___ EXERCISE DATA

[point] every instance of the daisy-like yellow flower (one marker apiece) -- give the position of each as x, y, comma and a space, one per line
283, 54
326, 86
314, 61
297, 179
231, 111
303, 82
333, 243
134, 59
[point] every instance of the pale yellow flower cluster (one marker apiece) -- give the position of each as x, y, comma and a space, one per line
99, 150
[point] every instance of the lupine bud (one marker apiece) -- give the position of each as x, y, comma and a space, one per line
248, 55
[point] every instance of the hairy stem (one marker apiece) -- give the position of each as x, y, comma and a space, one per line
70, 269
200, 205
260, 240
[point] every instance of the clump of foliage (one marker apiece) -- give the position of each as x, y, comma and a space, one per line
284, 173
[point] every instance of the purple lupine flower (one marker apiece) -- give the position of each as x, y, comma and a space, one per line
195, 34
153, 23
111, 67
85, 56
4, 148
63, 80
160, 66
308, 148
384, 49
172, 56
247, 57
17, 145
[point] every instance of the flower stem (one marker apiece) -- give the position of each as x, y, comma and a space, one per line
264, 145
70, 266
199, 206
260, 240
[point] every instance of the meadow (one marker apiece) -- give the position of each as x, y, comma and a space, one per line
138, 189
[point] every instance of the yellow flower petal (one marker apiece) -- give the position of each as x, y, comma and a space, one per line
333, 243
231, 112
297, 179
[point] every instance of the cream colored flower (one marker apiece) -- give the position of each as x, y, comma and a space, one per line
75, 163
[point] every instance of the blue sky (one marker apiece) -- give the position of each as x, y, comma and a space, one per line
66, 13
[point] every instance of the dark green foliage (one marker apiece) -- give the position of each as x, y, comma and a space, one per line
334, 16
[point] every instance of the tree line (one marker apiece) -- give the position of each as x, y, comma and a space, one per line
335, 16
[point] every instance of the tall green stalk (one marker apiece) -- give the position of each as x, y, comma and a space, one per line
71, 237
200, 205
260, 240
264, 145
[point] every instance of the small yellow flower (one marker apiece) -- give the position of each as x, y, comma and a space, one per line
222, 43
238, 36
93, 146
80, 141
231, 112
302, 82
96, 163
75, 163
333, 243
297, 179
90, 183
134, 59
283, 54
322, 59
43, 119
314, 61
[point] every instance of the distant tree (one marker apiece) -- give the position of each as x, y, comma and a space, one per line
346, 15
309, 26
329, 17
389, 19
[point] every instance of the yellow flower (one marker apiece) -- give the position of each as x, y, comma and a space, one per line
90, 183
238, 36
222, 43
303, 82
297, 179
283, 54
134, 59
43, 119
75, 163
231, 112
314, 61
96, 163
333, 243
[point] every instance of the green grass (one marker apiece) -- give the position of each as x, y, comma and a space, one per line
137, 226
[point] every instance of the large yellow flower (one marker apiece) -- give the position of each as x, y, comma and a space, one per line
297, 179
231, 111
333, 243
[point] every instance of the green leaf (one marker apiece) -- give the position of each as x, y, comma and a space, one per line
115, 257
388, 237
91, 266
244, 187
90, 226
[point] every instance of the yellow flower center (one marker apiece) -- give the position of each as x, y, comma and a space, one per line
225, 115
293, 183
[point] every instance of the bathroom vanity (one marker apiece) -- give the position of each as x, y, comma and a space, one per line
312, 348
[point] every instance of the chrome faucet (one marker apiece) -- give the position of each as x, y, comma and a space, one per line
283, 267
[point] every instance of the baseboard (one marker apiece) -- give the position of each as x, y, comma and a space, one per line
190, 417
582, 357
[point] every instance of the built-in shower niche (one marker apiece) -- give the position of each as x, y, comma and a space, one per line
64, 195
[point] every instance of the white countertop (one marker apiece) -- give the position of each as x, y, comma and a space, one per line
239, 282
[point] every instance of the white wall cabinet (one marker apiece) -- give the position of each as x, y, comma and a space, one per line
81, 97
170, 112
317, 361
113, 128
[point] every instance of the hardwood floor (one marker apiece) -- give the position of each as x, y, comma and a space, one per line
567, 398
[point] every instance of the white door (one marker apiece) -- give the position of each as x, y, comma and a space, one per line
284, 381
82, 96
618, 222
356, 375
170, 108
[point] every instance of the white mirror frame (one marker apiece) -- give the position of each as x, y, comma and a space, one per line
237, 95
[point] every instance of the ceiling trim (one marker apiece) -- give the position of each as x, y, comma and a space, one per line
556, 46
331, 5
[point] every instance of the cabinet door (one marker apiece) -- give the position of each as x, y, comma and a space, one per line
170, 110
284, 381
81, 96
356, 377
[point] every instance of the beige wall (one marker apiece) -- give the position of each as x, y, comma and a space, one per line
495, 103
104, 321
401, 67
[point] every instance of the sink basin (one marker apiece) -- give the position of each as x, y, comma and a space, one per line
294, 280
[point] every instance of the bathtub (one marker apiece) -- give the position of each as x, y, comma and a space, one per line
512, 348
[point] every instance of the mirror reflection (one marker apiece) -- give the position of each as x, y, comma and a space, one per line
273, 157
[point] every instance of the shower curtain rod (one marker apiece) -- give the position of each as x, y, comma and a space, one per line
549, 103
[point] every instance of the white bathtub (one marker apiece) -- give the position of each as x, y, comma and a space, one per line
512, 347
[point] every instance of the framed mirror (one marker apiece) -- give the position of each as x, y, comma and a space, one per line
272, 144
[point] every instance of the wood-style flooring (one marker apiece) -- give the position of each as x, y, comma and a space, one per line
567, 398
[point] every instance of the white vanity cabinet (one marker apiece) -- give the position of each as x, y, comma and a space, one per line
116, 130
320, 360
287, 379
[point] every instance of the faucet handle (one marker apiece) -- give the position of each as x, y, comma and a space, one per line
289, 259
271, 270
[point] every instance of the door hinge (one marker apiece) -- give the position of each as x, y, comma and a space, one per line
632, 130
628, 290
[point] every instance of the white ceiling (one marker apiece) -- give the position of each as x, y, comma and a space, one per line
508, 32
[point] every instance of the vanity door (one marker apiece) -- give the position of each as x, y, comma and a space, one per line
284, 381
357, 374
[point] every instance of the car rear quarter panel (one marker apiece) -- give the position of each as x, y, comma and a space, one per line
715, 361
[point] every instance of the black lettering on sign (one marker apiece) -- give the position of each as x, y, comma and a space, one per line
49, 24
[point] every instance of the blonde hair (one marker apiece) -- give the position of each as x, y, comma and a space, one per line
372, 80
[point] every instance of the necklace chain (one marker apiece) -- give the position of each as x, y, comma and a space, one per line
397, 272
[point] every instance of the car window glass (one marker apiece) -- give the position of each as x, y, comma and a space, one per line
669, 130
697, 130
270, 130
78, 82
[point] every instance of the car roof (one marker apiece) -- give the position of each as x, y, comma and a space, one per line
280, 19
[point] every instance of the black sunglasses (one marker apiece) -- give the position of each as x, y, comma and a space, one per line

______

• BRIEF: Every entry needs to be retyped exactly.

• ANSWER SECTION:
[point] every instance of the daisy-like yellow flower (one marker apiece) -- give the position of each as x, y, comma and a space, one per line
283, 54
326, 86
314, 61
297, 179
231, 111
303, 82
333, 243
134, 59
[point] every instance of the pale yellow flower cluster (one marker apiece) -- give the position of each as x, y, comma and a space, one per line
99, 150
[point] every instance of the lupine bud (one marker apiece) -- give the position of each as x, y, comma and a space, one per line
248, 55
[point] every instance of the hairy stem (one marker apiece) -- give the position of each as x, y, comma and a space, one per line
70, 269
200, 205
260, 240
[point] every instance of the clump of foliage (one marker apiece) -- give the position of each as x, y, comma and a space, one per line
284, 173
[point] every instance of the purple lupine flower (one marker apiece) -- give the position of each as x, y, comma and a space, one per line
195, 34
153, 23
111, 67
85, 56
4, 148
63, 80
160, 66
308, 148
384, 49
172, 56
247, 57
17, 145
[point] every instance of the flower stem (one marker apiece) -- give the position of each as x, y, comma and a space, one per line
264, 145
70, 266
199, 206
260, 240
[point] every instance of the meadow (one marker apiece) -- give the position of each as x, y, comma and a space, one per line
138, 189
[point] every instance of the yellow flower petal (one marker apiece) -- give the position of each as x, y, comma and a space, one per line
333, 243
231, 112
297, 179
[point] every instance of the cream colored flower (one marker apiece) -- give the position of each as x, y, comma and a space, one per line
75, 163
[point] every instance of the blue sky (one marker apiece) -- give the position of each as x, y, comma and a space, one per line
66, 13
[point] every instance of the dark green foliage (one marker apiece) -- give the position of each as x, y, comma and a space, one per line
334, 16
[point] every instance of the tree line (one marker apiece) -- give the position of each as x, y, comma and a space, one per line
335, 16
[point] every instance of the tall green stalk (one marker apiece) -- give the position of each as x, y, comma and a space, one per line
71, 237
200, 205
260, 240
264, 145
[point] every instance of the small yellow flower (one marker apiece) -- give the position of each as x, y, comma and a space, one per line
222, 43
238, 36
93, 146
80, 141
231, 112
302, 82
96, 163
75, 163
333, 243
297, 179
90, 183
134, 59
283, 54
322, 59
43, 119
314, 61
[point] every instance of the distant tree (one marker apiece) -- give the position of each as x, y, comma and a space, one per line
346, 15
309, 26
329, 17
389, 19
[point] every instance of the yellow flower (one marker apiece) -- give the position of each as x, y, comma and a space, one per line
90, 183
238, 36
222, 43
303, 82
297, 179
283, 54
134, 59
43, 119
75, 163
231, 112
314, 61
96, 163
333, 243
[point] every instance of the green grass (one marker apiece) -- give the position of each as x, y, comma and a space, one per line
137, 226
[point] every instance of the large yellow flower (one marker apiece) -- give the position of each as x, y, comma and a space, one per line
297, 179
231, 111
333, 243
[point] every instance of the green leaf (one marker apiece) -- give the position of each as x, y, comma and a space, one per line
115, 257
388, 237
91, 266
244, 187
90, 226
[point] every instance of the yellow flower center (one marker apiece) -- give the position of each as x, y, comma and a space, one per line
225, 115
293, 183
[point] every instance of the bathroom vanity (one marker apiece) -- give the position of each as x, y, comma and a space, one per line
312, 348
[point] every instance of the chrome faucet (one marker apiece) -- give the position of each as x, y, comma and a space, one per line
283, 267
[point] every instance of the baseboard (one marker apiece) -- give the position of each as x, y, comma and a space, one per line
190, 417
582, 357
[point] every instance of the built-in shower niche (one marker apiece) -- give the position of each as x, y, comma and a space, one per line
64, 195
[point] every instance of the white countertop (one marker apiece) -- give the position of each as x, y, comma and a space, one per line
239, 282
[point] every instance of the white wall cabinet (one marker apiece) -- give the position of each as x, y, comma and a space, one per line
81, 97
170, 112
317, 361
113, 128
[point] every instance of the hardwood floor (one marker apiece) -- give the position of each as x, y, comma and a space, one per line
567, 398
[point] every instance of the white door (one marker apiece) -- give the position of each as x, y, comma and a space, one per line
284, 381
82, 96
618, 222
356, 375
170, 108
[point] every instance of the white mirror frame (one marker apiece) -- give the position of each as x, y, comma and a space, one per line
237, 95
[point] every instance of the ceiling trim (one marker apiece) -- give the position of each as x, y, comma and a space, one per line
556, 46
331, 5
[point] every instance of the cabinet door (one marker apiece) -- give the position of each as x, y, comma and a space, one per line
170, 110
284, 381
81, 96
356, 377
[point] every instance of the beige wall (one marker apiece) -- give the position of each as x, y, comma and a space, one per line
495, 103
104, 321
401, 67
[point] every instance of the sink basin (one marker apiece) -- give the position of each as x, y, comma and a space, one per line
294, 280
[point] every instance of the bathtub (one marker apiece) -- give the position of each as x, y, comma and a space, one per line
512, 348
[point] every instance of the mirror reflection (one marker apiece) -- give the position of each as x, y, comma and a space, one per line
273, 157
[point] every instance of the shower curtain rod (one marker apiece) -- give the position of each as x, y, comma and a space, one per line
549, 103
[point] every instance of the white bathtub (one marker apiece) -- give the position of each as x, y, comma and a space, one per line
512, 347
[point] every instance of the framed mirror (one marker apiece) -- give the position of each as x, y, comma and a space, one per line
272, 144
[point] every instance of the wood-style flooring (one marker apiece) -- give the position of each as x, y, comma and a space, one per line
567, 398
[point] every instance of the white vanity cabinet (one marker apiece) -- give the position of each as x, y, comma and a space, one per line
116, 130
320, 360
287, 379
[point] every instance of the faucet handle (one marker apiece) -- give the position of each as x, y, comma and a space, one per line
289, 259
271, 270
[point] every instance of the door hinge (one marker apiece) -- give the position of each as x, y, comma and a space, one per line
632, 130
628, 290
[point] every instance of the white ceiling (one marker apiece) -- give the position of each as x, y, comma and a space, one per line
508, 32
[point] every instance of the vanity door (one marker apiece) -- give the position of each as x, y, comma and a space, one per line
284, 381
357, 374
[point] every instance of the car rear quarter panel (one marker apiece) -- give the position of each as x, y, comma and a space, one per line
715, 361
[point] every instance of the black lettering on sign (one marker apiece) -- give the position of each as x, y, comma and a space, one per line
49, 24
[point] every instance of the blonde hair (one marker apiece) -- give the position of each as x, y, comma and a space, one per line
372, 80
[point] every instance of the necklace chain (one marker apiece) -- give the position of each as x, y, comma and a space, one per line
397, 272
[point] every instance of the car window glass (one marker apiece) -- give the position of each as x, y, comma and a space, one per line
669, 130
697, 130
270, 130
78, 82
[point] every instance of the car roof (one marker apiece) -- give the position of each as x, y, comma and a space, one per line
280, 19
[point] every instance of the black sunglasses (one marker apiece) -- give the position of each as x, y, comma and a space, one per line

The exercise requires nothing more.